TASK TO CARRY OUT →
Reproduce the records below word for word, leaving out the pictures.

RECORDED DATA →
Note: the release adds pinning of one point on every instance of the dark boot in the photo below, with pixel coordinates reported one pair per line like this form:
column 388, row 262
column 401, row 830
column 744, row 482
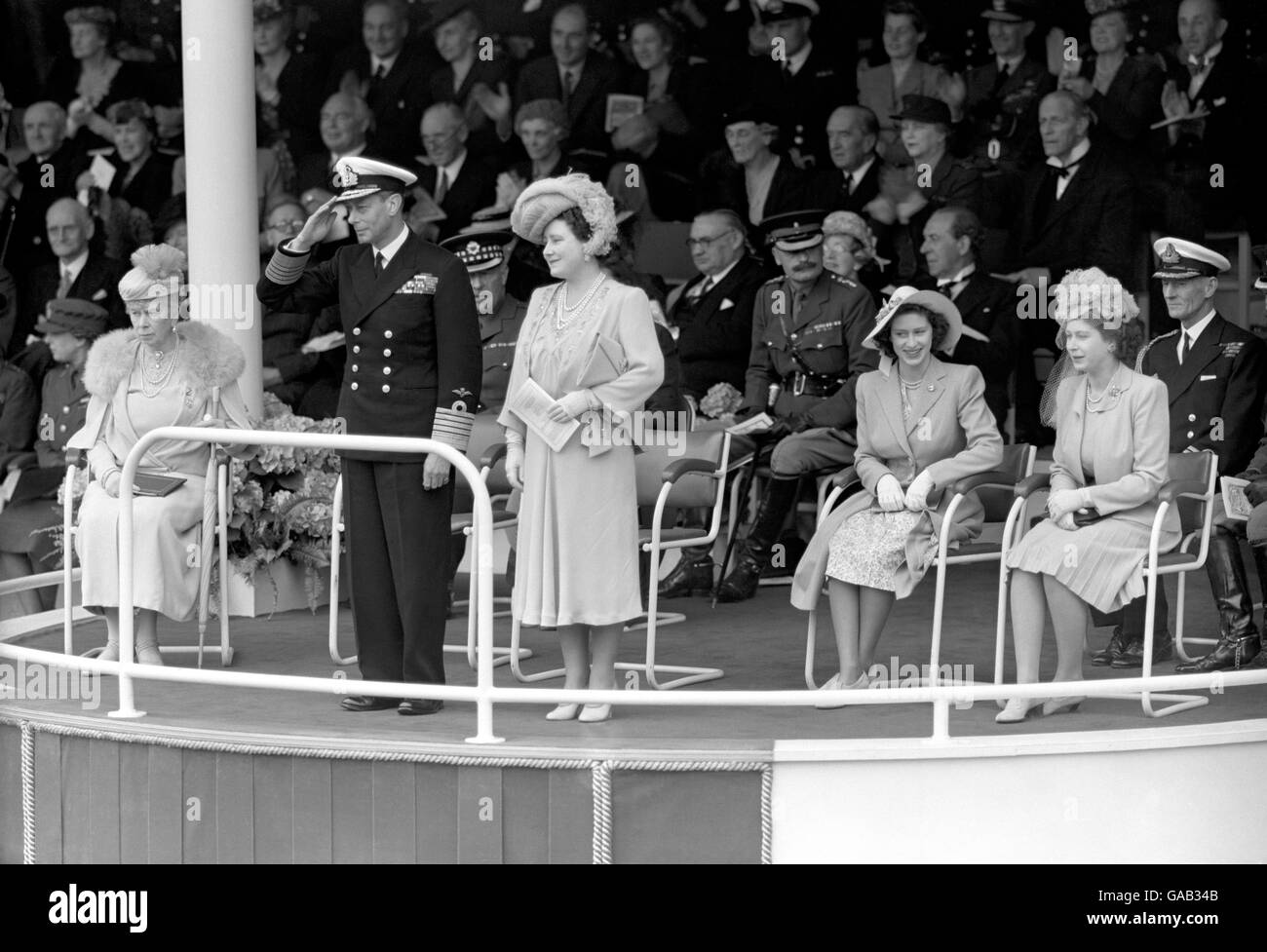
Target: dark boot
column 1238, row 638
column 778, row 500
column 1115, row 647
column 1133, row 631
column 693, row 575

RESPONSE →
Note: the release adds pinning of one point on every instance of the dark boot in the photo below, with pixel coordinates reported one pair per line like this form:
column 388, row 262
column 401, row 830
column 744, row 482
Target: dark boot
column 1238, row 638
column 778, row 500
column 1115, row 647
column 1133, row 631
column 693, row 575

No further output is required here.